* [Fragmento proporcionado]
******************************

El término "hoja de ruta" es ya una locución maldita desde que el lehendakari Ibarretxe la ha usado para referirse a su quimérico proyecto, que pretende culminar con una consulta a los vascos en torno al derecho a decidir. Recientemente, cuando se discutía en las Juntas Generales de Vizcaya un asunto relativo al tratamiento de la Infancia, que incluye un Plan de Actuación que durará tres años, el diputado nacionalista que lo estaba explicando nombró la fatídica locución e, inmediatamente, se retrajo con un "prefiero no usar este término". Yo le rebatí utilizando el término porque se trata de algo noble que ha quedado en entredicho cuando ha sido usado por los políticos y, en concreto, por el lehendakari.

"Sus preguntas son una provocación innecesaria propia de un aventurero"

******************************

* [Problema planteado 1]
Responde según el fragmento:
(a) ¿Con qué pretende culminar el proyecto del lehendakari Ibarretxe?
(b) ¿Dónde se discutía el asunto relativo al tratamiento de la Infancia?
(c) ¿Cuánto durará el Plan de Actuación?
* [Problema planteado 2] Por favor, filtra las filas y copia cada línea que contenga la palabra "feather".
El fragmento y las filas no guardan relación entre sí.

Registros extraídos:
******************************

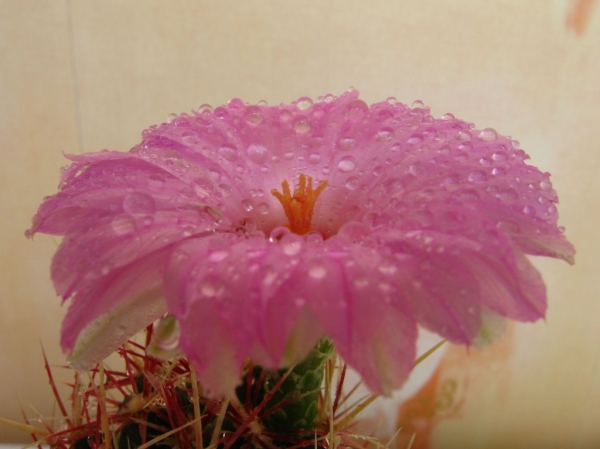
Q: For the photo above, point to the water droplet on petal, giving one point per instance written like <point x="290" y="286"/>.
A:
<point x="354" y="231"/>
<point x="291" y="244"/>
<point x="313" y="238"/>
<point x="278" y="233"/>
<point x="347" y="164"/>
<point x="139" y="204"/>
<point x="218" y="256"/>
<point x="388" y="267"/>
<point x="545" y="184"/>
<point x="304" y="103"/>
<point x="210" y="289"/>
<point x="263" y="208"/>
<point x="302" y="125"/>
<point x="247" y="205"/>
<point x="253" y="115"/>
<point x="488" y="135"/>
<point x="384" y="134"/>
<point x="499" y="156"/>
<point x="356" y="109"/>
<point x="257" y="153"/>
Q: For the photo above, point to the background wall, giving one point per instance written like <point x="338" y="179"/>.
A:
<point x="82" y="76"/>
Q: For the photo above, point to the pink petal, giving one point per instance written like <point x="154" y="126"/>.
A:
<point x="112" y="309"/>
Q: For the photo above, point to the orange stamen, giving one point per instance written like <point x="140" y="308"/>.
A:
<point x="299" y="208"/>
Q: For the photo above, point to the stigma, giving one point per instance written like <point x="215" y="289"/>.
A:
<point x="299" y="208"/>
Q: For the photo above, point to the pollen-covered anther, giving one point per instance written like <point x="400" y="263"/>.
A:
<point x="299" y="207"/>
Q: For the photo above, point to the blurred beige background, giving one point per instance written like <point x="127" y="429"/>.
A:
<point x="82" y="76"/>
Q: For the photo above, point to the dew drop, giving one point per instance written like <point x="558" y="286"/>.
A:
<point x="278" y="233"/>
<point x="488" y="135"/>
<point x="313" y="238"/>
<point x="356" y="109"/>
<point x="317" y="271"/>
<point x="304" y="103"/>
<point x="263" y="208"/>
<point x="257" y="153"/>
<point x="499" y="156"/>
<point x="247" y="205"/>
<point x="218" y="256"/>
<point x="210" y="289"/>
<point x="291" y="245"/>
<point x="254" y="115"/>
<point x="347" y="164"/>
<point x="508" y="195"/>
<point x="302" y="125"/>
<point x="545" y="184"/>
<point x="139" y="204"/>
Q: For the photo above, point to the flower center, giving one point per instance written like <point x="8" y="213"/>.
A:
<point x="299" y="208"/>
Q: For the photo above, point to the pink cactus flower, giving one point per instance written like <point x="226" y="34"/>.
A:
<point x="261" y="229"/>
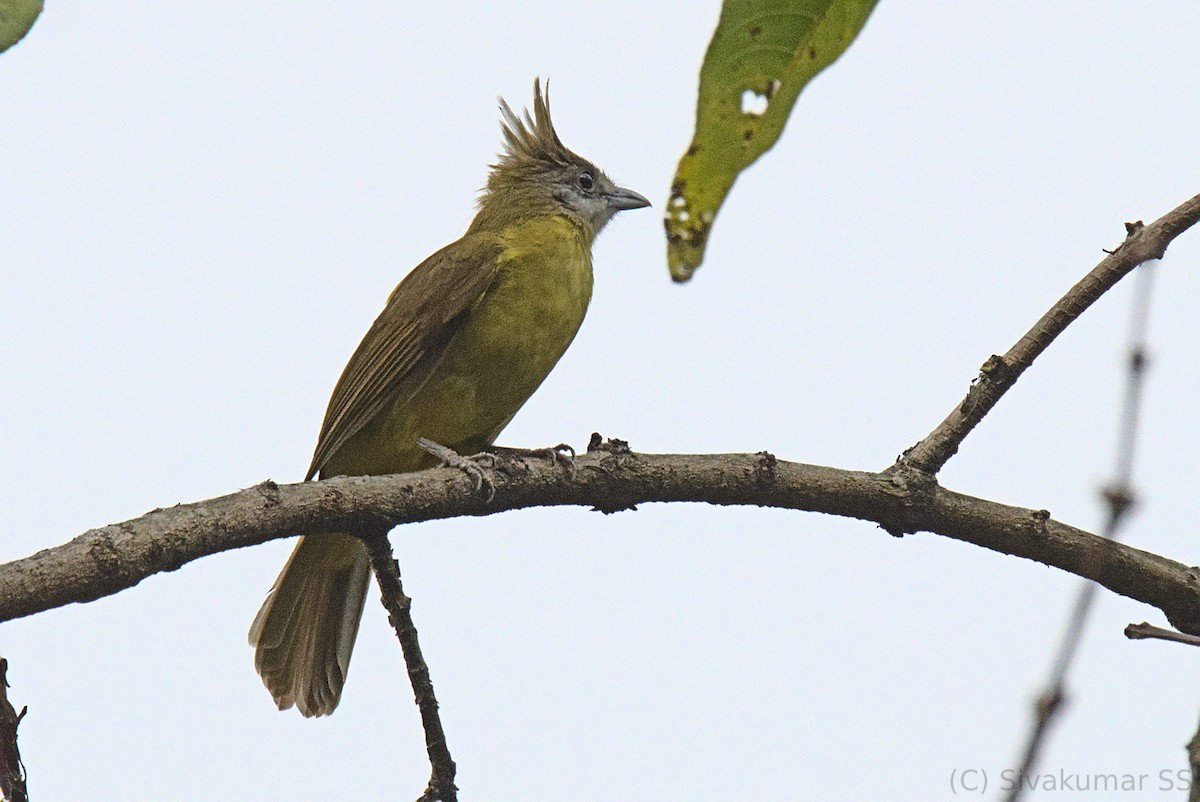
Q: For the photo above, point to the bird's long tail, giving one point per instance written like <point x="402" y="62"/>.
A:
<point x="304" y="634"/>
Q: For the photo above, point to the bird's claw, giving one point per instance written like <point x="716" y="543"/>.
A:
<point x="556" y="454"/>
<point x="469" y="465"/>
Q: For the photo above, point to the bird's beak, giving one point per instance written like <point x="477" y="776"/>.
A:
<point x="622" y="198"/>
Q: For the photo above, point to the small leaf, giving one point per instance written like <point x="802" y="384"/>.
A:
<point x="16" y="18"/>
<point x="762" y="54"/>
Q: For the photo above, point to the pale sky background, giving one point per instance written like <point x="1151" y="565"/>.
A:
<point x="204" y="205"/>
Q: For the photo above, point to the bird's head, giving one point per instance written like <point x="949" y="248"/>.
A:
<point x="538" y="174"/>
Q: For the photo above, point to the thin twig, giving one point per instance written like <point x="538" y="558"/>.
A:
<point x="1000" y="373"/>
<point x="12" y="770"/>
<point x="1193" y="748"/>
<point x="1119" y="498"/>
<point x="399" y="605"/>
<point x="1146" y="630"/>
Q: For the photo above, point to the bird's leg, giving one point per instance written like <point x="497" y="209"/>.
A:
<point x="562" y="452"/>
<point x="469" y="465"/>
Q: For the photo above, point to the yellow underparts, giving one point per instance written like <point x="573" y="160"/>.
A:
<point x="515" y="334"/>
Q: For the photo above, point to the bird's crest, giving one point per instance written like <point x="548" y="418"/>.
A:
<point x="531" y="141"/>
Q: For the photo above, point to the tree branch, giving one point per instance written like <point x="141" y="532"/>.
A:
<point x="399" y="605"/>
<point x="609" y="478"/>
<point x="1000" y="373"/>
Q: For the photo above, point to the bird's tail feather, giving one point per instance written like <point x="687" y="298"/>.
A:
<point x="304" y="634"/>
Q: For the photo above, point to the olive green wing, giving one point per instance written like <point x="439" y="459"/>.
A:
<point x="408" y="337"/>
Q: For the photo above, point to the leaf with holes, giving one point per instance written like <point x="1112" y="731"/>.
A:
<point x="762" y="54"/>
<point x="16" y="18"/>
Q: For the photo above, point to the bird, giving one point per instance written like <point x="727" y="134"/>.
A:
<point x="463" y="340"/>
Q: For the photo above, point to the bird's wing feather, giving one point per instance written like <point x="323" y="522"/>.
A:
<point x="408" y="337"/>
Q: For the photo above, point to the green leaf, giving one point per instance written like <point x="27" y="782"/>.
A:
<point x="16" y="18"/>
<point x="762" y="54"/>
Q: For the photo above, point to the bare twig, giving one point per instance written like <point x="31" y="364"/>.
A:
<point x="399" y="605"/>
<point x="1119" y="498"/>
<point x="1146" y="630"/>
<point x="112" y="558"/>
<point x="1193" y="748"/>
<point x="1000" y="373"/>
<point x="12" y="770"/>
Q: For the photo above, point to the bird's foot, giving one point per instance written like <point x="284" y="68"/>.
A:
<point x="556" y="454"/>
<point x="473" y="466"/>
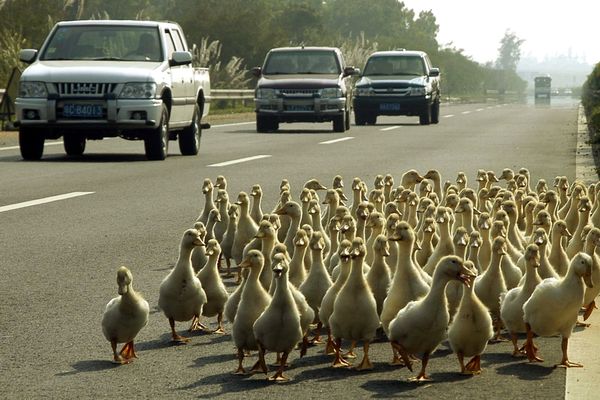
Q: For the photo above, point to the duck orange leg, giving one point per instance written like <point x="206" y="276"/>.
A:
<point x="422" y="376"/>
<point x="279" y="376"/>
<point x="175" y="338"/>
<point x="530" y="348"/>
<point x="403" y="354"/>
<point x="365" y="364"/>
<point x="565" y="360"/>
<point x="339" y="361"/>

******************************

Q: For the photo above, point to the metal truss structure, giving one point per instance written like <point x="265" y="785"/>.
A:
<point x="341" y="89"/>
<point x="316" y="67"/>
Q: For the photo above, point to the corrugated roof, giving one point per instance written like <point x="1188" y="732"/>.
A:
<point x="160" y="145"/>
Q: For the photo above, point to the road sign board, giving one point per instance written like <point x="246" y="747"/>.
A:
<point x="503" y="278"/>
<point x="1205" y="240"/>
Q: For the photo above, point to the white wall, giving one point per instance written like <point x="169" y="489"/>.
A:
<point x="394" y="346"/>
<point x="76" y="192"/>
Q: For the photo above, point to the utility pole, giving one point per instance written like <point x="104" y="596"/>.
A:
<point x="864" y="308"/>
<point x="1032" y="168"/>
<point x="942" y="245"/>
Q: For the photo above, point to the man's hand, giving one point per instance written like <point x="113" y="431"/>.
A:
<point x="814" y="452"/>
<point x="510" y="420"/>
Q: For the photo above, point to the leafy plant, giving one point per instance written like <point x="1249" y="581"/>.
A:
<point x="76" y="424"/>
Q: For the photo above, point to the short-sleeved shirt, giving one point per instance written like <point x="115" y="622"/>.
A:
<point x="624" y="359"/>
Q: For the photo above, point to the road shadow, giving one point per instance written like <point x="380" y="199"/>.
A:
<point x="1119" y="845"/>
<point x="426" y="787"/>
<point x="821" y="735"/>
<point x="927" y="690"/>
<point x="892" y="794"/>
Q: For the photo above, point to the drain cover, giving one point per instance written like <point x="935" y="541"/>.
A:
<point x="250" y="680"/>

******************************

* [Solución del ejercicio 1]
(a) Con una consulta a los vascos en torno al derecho a decidir.
(b) En las Juntas Generales de Vizcaya.
(c) Tres años.

* [Solución del ejercicio 2]
Q: For the photo above, point to the bird's tail feather, giving one point per instance written like <point x="687" y="298"/>.
Q: For the photo above, point to the bird's wing feather, giving one point per instance written like <point x="323" y="522"/>.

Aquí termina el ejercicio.